Task item
Using the entries below, copy out all lines where "outline" is found.
** Opening Record excerpts block **
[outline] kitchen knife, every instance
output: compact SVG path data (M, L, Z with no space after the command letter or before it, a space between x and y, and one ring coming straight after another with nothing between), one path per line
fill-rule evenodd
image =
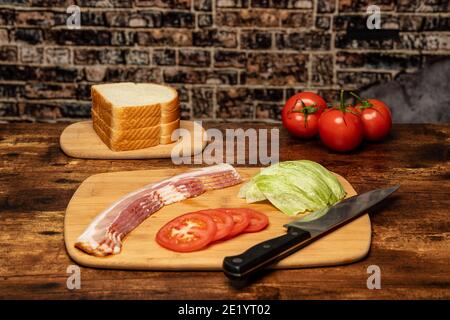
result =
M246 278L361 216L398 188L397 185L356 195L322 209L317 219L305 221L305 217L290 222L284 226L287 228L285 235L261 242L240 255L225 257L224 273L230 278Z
** Closing Record excerpts block **
** Opening Record excerpts block **
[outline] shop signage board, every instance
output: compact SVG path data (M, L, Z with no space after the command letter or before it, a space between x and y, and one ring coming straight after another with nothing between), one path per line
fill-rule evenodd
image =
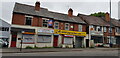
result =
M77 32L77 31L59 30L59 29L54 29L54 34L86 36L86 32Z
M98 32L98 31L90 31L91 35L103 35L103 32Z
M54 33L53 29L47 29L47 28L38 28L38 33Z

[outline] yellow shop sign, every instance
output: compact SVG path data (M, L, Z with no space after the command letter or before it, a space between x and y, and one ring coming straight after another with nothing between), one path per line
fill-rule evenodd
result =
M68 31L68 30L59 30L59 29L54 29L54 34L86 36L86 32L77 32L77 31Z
** Closing Record excerpts block **
Expected output
[outline] kitchen knife, every instance
[outline] shop signage board, every instance
[outline] yellow shop sign, every instance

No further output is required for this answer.